:: The task ::
Return the lines in the data from the one containing "target: blue suit jacket" through the one containing "task: trace the outline of every instance of the blue suit", both included, reproducing them without any change.
━━━ Data extract ━━━
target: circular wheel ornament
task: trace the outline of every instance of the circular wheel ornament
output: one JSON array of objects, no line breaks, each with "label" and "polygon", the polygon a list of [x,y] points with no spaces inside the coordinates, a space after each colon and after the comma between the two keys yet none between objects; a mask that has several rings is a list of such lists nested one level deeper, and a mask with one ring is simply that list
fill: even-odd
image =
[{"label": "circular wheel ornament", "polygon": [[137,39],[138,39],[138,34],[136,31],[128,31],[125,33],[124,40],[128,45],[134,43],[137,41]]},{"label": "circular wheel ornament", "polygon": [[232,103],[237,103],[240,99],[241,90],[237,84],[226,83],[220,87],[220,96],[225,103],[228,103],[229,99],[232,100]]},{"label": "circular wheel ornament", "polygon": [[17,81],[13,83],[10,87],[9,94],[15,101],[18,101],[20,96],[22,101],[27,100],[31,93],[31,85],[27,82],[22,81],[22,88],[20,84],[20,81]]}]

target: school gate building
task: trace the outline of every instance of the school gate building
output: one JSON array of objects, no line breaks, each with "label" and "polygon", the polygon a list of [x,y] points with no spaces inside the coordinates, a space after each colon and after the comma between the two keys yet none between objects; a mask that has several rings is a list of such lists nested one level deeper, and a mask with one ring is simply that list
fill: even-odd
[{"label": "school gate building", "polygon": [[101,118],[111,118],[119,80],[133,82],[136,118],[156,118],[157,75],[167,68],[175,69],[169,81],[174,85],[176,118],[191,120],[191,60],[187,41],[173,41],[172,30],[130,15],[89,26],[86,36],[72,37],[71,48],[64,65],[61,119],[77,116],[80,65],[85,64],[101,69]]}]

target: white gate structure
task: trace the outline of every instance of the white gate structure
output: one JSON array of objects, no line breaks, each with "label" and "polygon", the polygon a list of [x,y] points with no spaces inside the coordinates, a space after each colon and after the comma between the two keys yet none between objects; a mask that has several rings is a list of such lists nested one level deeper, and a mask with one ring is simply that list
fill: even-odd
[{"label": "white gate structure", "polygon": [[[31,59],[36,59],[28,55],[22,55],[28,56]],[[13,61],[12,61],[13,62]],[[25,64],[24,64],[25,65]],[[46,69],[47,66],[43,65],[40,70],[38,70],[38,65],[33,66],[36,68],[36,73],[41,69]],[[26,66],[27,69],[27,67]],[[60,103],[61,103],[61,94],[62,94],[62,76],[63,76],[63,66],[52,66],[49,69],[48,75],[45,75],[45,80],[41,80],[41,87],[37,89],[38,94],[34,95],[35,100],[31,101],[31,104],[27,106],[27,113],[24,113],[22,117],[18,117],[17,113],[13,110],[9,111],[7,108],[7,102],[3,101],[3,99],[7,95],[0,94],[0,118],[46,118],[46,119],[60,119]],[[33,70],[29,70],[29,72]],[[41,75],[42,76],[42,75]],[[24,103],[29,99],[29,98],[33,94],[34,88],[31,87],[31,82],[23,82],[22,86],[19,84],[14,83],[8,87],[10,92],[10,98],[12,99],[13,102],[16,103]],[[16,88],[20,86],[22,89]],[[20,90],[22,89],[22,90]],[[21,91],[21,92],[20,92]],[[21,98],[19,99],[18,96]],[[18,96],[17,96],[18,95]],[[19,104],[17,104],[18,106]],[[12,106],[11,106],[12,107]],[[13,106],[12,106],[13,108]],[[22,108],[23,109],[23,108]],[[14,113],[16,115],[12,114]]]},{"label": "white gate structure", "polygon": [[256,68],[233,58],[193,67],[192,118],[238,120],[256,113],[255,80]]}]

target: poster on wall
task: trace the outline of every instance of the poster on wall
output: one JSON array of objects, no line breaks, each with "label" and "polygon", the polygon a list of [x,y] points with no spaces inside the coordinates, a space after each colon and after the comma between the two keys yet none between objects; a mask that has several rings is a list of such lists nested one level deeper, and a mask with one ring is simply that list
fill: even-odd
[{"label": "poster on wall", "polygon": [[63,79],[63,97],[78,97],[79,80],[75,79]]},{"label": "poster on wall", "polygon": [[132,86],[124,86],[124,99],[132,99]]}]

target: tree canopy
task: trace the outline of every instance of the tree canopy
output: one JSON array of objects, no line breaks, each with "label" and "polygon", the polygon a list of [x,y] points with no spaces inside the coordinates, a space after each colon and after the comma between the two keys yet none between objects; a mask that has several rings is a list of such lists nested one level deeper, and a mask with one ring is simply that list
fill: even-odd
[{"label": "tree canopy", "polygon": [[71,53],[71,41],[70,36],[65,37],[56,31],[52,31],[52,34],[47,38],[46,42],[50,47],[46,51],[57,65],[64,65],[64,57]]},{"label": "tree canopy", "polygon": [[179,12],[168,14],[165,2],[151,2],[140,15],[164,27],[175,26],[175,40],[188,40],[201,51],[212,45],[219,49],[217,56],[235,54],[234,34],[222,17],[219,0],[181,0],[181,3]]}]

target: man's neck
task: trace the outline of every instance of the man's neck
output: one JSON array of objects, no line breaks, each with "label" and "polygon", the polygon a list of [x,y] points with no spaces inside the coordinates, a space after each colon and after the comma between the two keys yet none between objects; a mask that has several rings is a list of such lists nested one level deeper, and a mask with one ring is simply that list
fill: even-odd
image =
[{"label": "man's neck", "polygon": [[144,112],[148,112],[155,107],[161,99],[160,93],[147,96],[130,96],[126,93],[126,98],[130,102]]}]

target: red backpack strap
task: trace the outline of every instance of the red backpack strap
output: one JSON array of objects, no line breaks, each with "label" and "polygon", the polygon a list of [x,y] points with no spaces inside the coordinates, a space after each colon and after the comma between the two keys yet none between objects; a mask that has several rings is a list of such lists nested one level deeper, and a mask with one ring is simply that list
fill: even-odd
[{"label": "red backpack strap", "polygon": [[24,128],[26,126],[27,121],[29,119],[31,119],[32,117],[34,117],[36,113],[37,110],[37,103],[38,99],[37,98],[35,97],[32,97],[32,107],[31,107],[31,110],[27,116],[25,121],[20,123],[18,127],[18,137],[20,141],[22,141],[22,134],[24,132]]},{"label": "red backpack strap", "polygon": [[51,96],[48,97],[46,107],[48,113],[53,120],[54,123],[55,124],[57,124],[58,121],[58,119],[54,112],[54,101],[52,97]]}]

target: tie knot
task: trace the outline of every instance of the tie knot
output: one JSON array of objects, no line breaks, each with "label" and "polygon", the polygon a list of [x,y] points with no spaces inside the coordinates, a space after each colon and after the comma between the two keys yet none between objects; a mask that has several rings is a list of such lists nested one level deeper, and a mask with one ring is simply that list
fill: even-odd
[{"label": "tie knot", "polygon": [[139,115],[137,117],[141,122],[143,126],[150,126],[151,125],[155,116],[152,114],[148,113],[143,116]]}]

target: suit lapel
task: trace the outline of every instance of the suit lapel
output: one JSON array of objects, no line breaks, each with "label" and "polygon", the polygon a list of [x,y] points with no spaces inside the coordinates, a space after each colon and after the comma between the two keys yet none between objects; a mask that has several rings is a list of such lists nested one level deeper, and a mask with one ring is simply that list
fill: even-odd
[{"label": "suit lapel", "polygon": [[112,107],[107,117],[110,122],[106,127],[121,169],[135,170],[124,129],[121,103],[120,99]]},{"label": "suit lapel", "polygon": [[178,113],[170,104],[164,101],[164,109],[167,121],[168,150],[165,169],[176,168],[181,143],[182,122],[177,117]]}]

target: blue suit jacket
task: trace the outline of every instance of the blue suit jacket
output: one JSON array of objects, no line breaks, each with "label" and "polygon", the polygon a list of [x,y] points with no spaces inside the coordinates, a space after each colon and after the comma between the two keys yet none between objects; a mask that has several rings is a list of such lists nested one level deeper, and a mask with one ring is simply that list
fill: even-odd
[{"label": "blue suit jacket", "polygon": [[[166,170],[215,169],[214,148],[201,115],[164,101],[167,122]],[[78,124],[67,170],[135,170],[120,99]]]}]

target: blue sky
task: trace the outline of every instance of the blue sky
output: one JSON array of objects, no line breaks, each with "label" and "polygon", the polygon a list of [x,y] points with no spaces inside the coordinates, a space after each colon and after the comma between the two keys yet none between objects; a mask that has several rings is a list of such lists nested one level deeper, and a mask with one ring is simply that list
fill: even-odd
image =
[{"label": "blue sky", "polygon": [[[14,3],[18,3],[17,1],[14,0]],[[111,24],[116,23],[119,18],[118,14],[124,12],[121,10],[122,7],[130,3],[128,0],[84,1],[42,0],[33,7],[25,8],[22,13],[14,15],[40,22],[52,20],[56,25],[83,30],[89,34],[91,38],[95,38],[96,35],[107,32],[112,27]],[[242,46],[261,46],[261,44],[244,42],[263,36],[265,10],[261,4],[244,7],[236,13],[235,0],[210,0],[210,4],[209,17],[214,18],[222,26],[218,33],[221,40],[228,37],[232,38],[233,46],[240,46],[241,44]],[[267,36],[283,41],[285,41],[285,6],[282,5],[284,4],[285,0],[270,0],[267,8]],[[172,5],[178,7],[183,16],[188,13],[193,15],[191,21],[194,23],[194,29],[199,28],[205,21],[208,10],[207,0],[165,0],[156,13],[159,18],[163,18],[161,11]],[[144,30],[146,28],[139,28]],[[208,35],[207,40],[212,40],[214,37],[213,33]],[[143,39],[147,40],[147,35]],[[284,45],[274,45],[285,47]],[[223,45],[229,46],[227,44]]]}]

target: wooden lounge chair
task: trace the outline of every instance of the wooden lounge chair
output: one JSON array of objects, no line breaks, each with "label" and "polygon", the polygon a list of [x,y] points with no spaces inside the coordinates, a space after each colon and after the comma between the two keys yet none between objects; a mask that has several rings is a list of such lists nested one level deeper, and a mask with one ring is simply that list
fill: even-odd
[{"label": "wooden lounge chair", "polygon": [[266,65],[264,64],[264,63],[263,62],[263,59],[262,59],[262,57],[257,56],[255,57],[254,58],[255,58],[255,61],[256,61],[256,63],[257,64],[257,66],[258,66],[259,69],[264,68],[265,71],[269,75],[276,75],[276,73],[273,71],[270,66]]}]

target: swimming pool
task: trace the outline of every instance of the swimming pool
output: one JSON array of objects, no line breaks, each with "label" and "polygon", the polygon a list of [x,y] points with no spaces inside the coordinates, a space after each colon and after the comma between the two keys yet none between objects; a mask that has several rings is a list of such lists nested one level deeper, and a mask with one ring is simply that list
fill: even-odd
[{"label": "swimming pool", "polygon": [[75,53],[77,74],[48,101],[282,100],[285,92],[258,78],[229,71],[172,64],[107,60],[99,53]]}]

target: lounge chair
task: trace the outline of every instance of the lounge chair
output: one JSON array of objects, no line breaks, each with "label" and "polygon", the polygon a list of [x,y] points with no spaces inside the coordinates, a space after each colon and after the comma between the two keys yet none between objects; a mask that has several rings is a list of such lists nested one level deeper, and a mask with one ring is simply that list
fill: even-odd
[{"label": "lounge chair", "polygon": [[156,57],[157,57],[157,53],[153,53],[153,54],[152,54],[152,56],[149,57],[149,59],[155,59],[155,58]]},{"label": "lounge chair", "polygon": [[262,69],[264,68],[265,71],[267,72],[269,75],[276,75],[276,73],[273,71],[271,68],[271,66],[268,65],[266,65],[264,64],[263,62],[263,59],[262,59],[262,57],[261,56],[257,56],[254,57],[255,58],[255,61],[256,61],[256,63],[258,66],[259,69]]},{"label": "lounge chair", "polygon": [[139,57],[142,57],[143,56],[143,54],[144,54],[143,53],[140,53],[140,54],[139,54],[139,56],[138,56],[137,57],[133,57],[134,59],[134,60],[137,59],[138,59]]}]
━━━
:: Worked answer ::
target: blue suit jacket
task: trace the outline of every instance of the blue suit jacket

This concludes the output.